• Parts of the exercise:
**1)** In the report on the day-of-year template bug, what does the writer say March 1 should actually be?
**2)** Please print everything in the report on the day-of-year template bug from "This template is" down to "in leap years).", word for word.
**3)** Carry on the report on the day-of-year template bug from where it stops.
[Begin Source extract]
Although there is no dispute or controversy here, I am using the RfC mechanism to draw wider attention urgently to a bug in this template, because it puts errors into over 300 articles! Please see below.

This template is currently getting the calculation wrong for March 1 - December 31. Using this template as it currently stands:

February 28 says:
February 28 is the 59th day of the year in the Gregorian calendar. There are 306 days remaining until the end of the year (307 in leap years).
Correct.
February 29 says:
February 29 is a day added into a leap year, a 60th day of the Gregorian calendar. There are 306 days remaining till the end of the year.
Correct.
March 1 says:
March 1 is the 61st day of the year (62nd in leap years) in the Gregorian calendar. There are 304 days remaining until the end of the year.
WRONG. It is the 60th (61st in leap years); there are 305 days remaining.
This error then carries through, right through to December 31, which says:
December 31 is the 366th day of the year (367th in leap years) in the Gregorian calendar. There are -1 days remaining until the end of the year.
[End Source extract]
[Begin Source material]
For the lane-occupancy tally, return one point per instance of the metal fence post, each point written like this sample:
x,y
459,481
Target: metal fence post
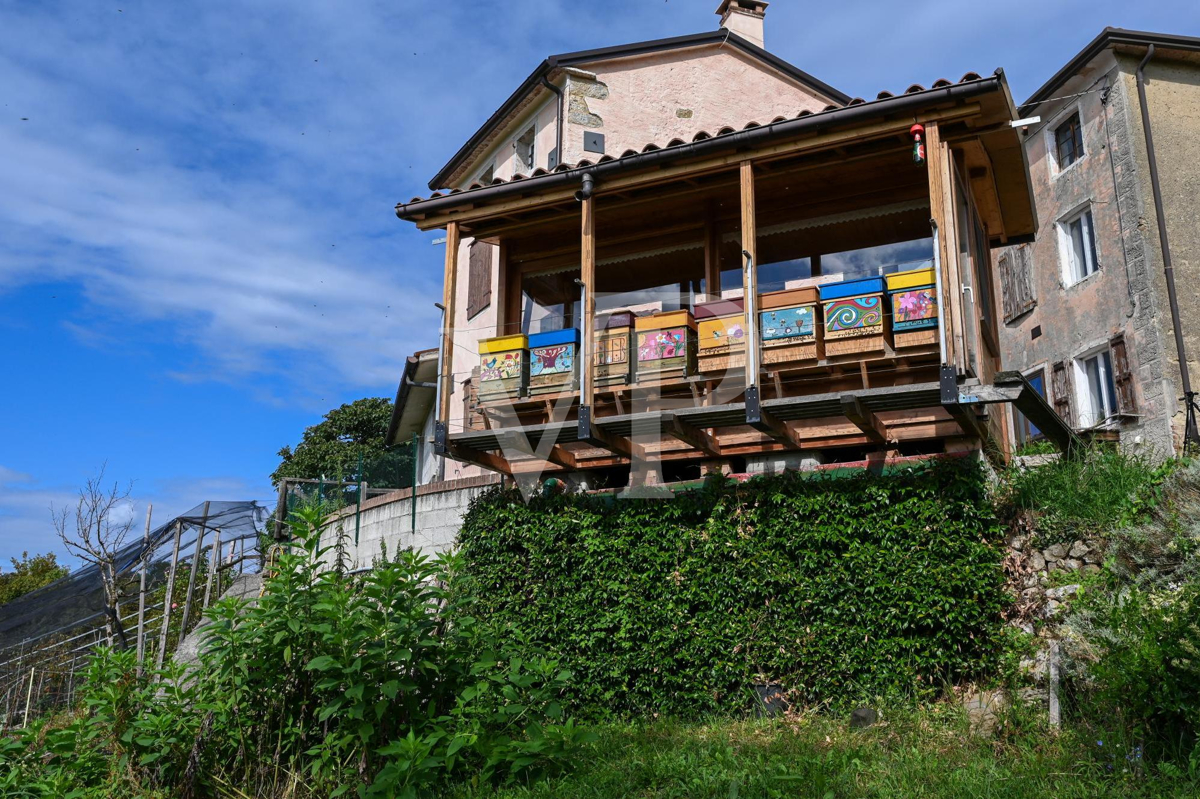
[End Source material]
• Expected answers:
**1)** The 60th day of the year (61st in leap years), with 305 days remaining.

**2)**
This template is currently getting the calculation wrong for March 1 - December 31. Using this template as it currently stands:

February 28 says:
February 28 is the 59th day of the year in the Gregorian calendar. There are 306 days remaining until the end of the year (307 in leap years).

**3)**
which is patently absurd.

I don't think I'm going to try to debug it myself, but can I suggest that someone more familiar with template syntax would please do so. Thanks. — Alan 21:59, 1 January 2008 (UTC)[reply]

I checked what it will say on February 30 and it said:

February 30 is the 61st day of the year (62nd in leap years) in the Gregorian calendar. There are 304 days remaining until the end of the year.

That doesn't help right. Anyone know what does?? Perhaps the fact that we're now in a leap year might be what results in this. If nothing happens to change the template, it will revert to proper in 2009, but then have this error again in 2012. Georgia guy (talk) 22:03, 1 January 2008 (UTC)[reply]

Perhaps the fact that we're now in a leap year might be what results in this.
Very astute observation -- I suspect you are almost certainly right.
The Google cache for the March 1 page, from some time last week, says:
March 1 is the 60th day of the year (61st in leap years) in the Gregorian calendar. There are 305 days remaining until the end of the year.
which is correct. The template itself hasn't been changed for a few months, so for the page content to have changed so recently, it does appear that the text that it produces must somehow depend on the current date (which it clearly shouldn't).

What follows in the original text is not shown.